**Исходный текст**
***
Так что задачи, принципы организации, формы работы советских профсоюзов в значительной мере сохранились в том виде, как их определил Ленин, до самой перестройки.
Представления Ленина об организации армии, как и по другим важнейшим проблемам государственного строительства и народнохозяйственным вопросам, базировались на утопических идеях Маркса и Энгельса. Они не имели ничего общего с реальной жизнью, и конечно же, руководитель правительства, исходя из них, не сумел бы организовать сколько-нибудь эффективной обороны.
Не будем касаться ранних ленинских фантазий о том, как должно строить свою военную силу государство победившего пролетариата. Обратимся к некоторым его работам, написанным в 1917 г.
11 марта 1917 г. «Письма издалека»:
«Пролетариат же, если он хочет отстоять завоевания данной революции и пойти дальше, завоевать мир, хлеб и свободу, должен „разбить“, выражаясь словами Маркса, эту „готовую“ государственную машину и заменить ее новой, сливая полицию, армию и бюрократию с поголовно вооруженным народом… пролетариат должен организовать и вооружить все беднейшие, эксплуатируемые части населения…»
10 апреля 1917 г. «Задачи пролетариата в нашей революции»:
«…создание всенародной милиции, слияние ее с армией (замена постоянной армии всеобщим вооружением народа)».
7 мая 1917 г. «Открытое письмо к делегатам всероссийского съезда крестьянских депутатов»:
«Мы хотим такой республики… чтобы в армии все начальство было такое же выборное и чтобы постоянная армия… была заменена всеобщим вооруженным народом».
И даже в январе 1918 г., выступая на III всероссийском съезде советов, Ленин говорил: «…старая армия, армия казарменной муштровки, пытки над солдатами, отошла в прошлое. Она отдана на слом, и от нее не осталось камня на камне. Полная демократизация армии проведена».
У Ленина много чего еще есть об армии, но ограничимся сказанным, поскольку позиция его ясна. Вместо армии в привычном понимании этого слова — вооруженный народ, ее демократический характер, обязательная выборность командиров. Но реальная жизнь, война (мировая, плавно перешедшая в Гражданскую) заставили выбросить все эти наивные фантазии.
***
**Задание**
Воспроизведите без изменений фрагмент текста о ленинских взглядах на армию между «Так что задачи, принципы» и «сколько-нибудь эффективной обороны.» включительно. Следующие далее записи взяты из другого источника.

**Исходные данные**
***
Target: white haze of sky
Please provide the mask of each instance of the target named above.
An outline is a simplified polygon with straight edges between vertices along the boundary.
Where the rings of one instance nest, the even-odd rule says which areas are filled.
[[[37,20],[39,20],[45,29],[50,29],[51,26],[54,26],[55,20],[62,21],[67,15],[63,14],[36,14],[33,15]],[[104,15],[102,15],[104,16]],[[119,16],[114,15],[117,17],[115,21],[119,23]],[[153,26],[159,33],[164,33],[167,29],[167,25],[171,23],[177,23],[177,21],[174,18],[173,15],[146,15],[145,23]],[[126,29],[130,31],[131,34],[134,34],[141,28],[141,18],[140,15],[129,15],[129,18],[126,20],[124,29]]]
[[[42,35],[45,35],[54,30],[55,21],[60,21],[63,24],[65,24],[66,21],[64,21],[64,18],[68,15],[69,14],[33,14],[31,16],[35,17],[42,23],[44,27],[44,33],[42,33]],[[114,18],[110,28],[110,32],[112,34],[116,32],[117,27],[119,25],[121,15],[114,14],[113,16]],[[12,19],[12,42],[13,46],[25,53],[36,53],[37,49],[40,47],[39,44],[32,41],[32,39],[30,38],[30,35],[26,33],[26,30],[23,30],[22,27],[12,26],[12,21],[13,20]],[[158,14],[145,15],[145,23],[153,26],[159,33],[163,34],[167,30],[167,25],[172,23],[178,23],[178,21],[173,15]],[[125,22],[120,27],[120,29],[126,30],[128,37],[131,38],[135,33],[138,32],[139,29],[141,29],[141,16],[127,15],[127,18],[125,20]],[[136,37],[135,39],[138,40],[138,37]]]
***
**Ответ**
Так что задачи, принципы организации, формы работы советских профсоюзов в значительной мере сохранились в том виде, как их определил Ленин, до самой перестройки.
Представления Ленина об организации армии, как и по другим важнейшим проблемам государственного строительства и народнохозяйственным вопросам, базировались на утопических идеях Маркса и Энгельса. Они не имели ничего общего с реальной жизнью, и конечно же, руководитель правительства, исходя из них, не сумел бы организовать сколько-нибудь эффективной обороны.